##### Data shown

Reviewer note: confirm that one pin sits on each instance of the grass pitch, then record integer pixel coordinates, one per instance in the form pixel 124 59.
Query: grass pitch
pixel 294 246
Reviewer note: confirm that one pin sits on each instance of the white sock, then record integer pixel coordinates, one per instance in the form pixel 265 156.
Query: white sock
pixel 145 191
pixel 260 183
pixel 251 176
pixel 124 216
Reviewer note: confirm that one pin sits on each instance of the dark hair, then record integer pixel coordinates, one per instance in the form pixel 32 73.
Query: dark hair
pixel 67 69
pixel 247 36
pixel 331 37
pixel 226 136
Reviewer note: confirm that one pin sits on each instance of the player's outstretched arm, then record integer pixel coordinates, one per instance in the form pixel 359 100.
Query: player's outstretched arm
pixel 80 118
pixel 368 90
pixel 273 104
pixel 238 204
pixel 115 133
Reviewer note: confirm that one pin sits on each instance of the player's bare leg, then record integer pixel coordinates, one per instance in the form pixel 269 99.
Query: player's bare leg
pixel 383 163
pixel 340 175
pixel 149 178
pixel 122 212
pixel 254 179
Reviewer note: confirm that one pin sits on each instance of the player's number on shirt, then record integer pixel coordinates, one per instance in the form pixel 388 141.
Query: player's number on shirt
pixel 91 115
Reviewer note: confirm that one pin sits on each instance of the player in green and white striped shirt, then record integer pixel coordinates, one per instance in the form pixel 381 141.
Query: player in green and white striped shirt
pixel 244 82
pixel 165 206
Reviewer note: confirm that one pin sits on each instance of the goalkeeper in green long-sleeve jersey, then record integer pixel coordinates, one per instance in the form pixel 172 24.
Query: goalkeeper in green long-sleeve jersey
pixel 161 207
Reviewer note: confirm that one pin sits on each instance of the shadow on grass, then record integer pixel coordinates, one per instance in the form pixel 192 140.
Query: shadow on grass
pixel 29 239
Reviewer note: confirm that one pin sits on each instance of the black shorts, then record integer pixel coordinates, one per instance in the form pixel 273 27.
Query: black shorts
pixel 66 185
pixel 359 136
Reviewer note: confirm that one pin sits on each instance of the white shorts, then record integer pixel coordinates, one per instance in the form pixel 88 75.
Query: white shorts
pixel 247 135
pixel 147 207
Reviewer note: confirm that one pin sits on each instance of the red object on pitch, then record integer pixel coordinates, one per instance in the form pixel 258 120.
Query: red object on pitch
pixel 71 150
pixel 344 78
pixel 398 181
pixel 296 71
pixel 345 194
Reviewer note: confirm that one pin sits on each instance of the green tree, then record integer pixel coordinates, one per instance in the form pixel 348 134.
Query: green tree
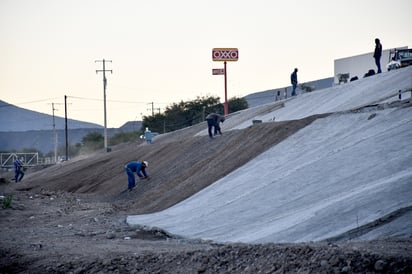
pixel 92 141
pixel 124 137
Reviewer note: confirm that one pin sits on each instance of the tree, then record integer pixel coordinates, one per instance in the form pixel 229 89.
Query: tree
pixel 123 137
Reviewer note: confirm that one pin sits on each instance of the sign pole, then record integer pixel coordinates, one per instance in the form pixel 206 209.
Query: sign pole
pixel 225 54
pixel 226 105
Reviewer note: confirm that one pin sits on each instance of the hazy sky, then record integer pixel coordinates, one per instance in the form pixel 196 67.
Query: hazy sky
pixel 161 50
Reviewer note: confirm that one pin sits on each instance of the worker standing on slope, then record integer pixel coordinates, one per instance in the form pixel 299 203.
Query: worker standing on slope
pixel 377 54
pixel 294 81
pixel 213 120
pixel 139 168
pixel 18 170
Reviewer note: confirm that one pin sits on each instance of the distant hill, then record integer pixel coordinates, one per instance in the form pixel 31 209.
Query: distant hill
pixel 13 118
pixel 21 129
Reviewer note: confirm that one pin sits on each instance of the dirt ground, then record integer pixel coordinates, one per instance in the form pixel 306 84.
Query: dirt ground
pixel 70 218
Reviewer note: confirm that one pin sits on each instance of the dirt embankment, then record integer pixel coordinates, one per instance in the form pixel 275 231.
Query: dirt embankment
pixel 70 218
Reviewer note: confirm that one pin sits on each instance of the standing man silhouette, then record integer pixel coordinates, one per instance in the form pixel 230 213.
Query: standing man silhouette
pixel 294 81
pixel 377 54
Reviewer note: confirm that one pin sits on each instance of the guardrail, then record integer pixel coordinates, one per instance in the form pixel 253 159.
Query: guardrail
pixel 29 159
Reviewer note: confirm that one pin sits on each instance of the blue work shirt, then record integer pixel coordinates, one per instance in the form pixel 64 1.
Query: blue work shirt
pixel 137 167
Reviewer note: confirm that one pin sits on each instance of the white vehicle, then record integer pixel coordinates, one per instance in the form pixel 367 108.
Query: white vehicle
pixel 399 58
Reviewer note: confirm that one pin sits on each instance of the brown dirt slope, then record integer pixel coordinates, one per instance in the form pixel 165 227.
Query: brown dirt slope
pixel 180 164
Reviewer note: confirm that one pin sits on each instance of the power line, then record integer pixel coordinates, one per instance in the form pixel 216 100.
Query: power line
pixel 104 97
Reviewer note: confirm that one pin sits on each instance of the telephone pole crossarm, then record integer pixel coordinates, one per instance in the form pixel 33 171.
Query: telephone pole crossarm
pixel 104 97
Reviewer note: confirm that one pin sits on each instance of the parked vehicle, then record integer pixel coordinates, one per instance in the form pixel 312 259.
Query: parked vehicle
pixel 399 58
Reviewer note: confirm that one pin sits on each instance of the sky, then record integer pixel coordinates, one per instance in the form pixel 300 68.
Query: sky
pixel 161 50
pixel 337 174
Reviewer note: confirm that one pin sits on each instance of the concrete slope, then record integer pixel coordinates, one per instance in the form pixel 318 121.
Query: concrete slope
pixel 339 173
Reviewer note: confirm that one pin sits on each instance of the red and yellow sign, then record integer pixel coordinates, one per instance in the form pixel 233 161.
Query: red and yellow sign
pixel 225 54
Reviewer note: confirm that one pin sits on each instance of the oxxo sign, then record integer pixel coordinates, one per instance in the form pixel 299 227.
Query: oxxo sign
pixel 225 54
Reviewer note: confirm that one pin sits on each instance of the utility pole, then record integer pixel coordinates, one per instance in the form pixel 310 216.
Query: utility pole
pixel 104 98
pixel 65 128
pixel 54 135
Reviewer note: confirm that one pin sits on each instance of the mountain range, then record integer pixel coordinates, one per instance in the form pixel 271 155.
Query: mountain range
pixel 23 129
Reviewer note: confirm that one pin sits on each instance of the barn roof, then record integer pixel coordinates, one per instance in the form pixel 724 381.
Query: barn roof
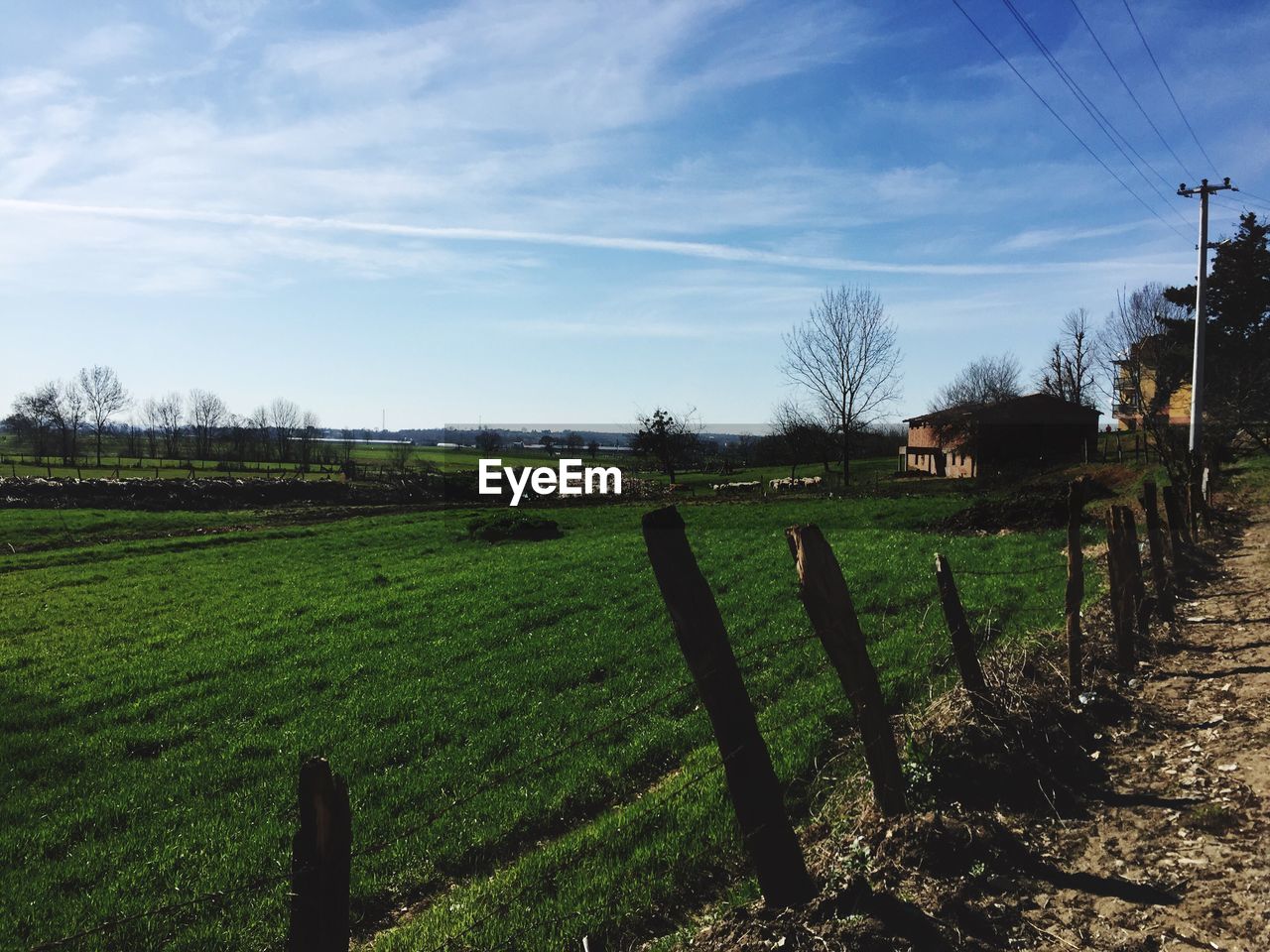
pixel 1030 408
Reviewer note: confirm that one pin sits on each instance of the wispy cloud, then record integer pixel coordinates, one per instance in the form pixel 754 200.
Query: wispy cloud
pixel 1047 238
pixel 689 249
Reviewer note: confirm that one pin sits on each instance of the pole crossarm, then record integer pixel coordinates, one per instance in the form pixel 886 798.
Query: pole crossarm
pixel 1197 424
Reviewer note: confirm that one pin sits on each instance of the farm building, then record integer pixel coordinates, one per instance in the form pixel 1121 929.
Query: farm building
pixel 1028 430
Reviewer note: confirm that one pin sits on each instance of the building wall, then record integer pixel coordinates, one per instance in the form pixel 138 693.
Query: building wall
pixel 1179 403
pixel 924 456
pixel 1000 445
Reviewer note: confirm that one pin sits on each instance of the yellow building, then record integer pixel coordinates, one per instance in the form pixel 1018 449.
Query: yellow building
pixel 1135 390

##########

Required task> Set down the records verbatim, starting at their first line and ending at the line containing "pixel 91 115", with both ends included.

Output>
Reviewer note: confirm that one pin sits on each instance of the grass pitch, then record integer pixel coordinates, one per instance in the form pixel 124 59.
Query: grass pitch
pixel 294 246
Reviewer note: confirm that one pin sits on each instance of the white sock, then record integer pixel coordinates, one per instance in the form pixel 265 156.
Query: white sock
pixel 145 191
pixel 260 183
pixel 251 176
pixel 124 216
Reviewer note: confirm that one pin sits on each instance of the dark hair, then record integer pixel coordinates, one per instance in the form pixel 32 73.
Query: dark hair
pixel 67 69
pixel 247 36
pixel 331 37
pixel 226 136
Reviewer note: confirm that one pin sits on each instance of the player's outstretched arm, then record integer pixel coordinates, one per instance in the form pixel 359 100.
Query: player's outstretched arm
pixel 80 118
pixel 368 90
pixel 273 104
pixel 238 204
pixel 115 133
Reviewer note: confirm that one pin sits on each instance of the player's bare leg, then record integer pixel coordinates, one per instance in the form pixel 269 99.
Query: player's bare leg
pixel 383 163
pixel 340 175
pixel 149 178
pixel 122 212
pixel 254 179
Reviewer note: confirm that one pin sits on each instance of the player's number on shirt, then record integer pixel coordinates, one per instance in the form pixel 388 141.
Query: player's number on shirt
pixel 91 115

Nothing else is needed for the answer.